**MATERIAL TO PROCESS:**

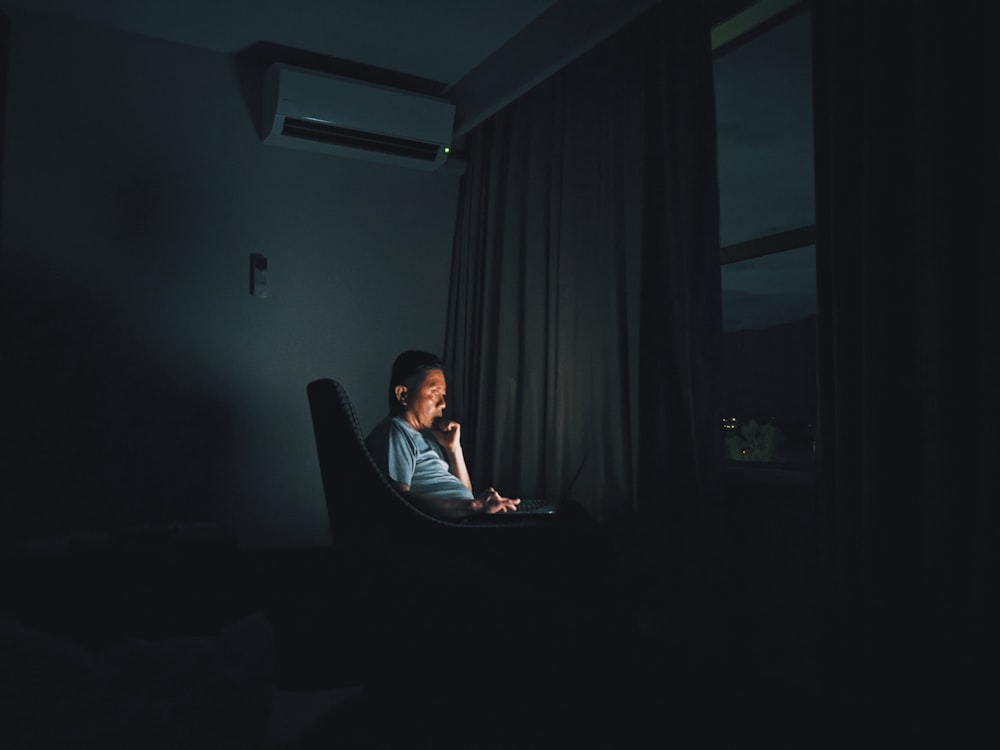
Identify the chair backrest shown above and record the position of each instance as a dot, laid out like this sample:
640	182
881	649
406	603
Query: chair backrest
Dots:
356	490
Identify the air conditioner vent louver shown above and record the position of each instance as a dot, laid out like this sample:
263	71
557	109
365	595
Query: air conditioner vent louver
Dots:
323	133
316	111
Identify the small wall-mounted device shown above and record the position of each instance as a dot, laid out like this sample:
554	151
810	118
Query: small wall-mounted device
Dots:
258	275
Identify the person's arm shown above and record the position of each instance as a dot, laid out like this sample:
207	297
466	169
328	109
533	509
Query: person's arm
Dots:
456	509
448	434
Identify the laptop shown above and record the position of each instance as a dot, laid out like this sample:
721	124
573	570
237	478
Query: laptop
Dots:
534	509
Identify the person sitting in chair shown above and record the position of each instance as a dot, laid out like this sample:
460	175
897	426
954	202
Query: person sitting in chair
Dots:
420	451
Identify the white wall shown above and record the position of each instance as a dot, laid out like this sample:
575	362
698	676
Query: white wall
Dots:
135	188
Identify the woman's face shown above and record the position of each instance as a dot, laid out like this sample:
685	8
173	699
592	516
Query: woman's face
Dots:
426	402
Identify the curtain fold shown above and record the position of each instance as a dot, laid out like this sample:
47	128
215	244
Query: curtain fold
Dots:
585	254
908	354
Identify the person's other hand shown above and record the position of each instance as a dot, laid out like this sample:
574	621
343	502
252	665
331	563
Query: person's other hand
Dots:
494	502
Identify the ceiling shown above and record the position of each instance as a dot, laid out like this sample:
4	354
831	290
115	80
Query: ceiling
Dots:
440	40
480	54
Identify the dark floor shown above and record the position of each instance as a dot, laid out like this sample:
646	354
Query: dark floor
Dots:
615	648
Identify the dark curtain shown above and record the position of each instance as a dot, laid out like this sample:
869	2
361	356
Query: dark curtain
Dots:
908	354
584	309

==

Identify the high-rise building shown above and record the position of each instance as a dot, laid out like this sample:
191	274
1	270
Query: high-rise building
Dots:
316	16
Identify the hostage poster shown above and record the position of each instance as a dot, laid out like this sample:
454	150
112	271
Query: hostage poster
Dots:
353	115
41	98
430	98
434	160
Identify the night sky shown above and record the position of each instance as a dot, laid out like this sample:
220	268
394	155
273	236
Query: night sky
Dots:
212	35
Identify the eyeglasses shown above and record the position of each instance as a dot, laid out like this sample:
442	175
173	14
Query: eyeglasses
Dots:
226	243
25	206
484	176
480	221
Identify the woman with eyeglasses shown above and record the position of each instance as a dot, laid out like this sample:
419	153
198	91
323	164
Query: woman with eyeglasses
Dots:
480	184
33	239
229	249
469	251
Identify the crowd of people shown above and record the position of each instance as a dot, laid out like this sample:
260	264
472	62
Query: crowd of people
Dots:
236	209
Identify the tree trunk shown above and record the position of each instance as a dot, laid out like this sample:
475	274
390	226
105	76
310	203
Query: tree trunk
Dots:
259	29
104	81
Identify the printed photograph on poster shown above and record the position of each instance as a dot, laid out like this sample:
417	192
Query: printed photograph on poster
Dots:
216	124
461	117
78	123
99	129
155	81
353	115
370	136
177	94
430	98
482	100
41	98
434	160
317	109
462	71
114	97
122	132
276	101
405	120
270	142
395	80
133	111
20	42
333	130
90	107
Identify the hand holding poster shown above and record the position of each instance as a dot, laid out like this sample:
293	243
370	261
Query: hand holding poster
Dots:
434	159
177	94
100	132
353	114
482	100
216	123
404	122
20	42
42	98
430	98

**WORK ORDER:**
Set down, from the entries above, exactly the lines from the one with "Identify the chair" up to and including the one with "Identify the laptop", and no other lines.

**ANSWER FOR THIS EXERCISE:**
Identify the chair backrest shown above and record the position of each instance as a dot, laid out like this sample:
640	182
881	649
406	603
Query: chair backrest
Dots:
356	490
Identify the air conditioner vent louver shown above and record the position of each instance as a dot, laid out like this sample:
263	71
557	109
365	595
Query: air conditioner vent louver
Dots:
323	133
316	111
Identify the small wall-mounted device shown above and record the position of each instance as a dot, laid out like this sample:
554	151
810	118
Query: small wall-mounted device
Dots:
258	275
Identify the person's arm shown above and record the position of each instance as a dot, laid out like this sample:
207	297
466	169
328	109
533	509
Query: person's arm
Dots:
456	509
448	434
Identify the laptop shown above and record the position of each instance as a dot, laid out like this sample:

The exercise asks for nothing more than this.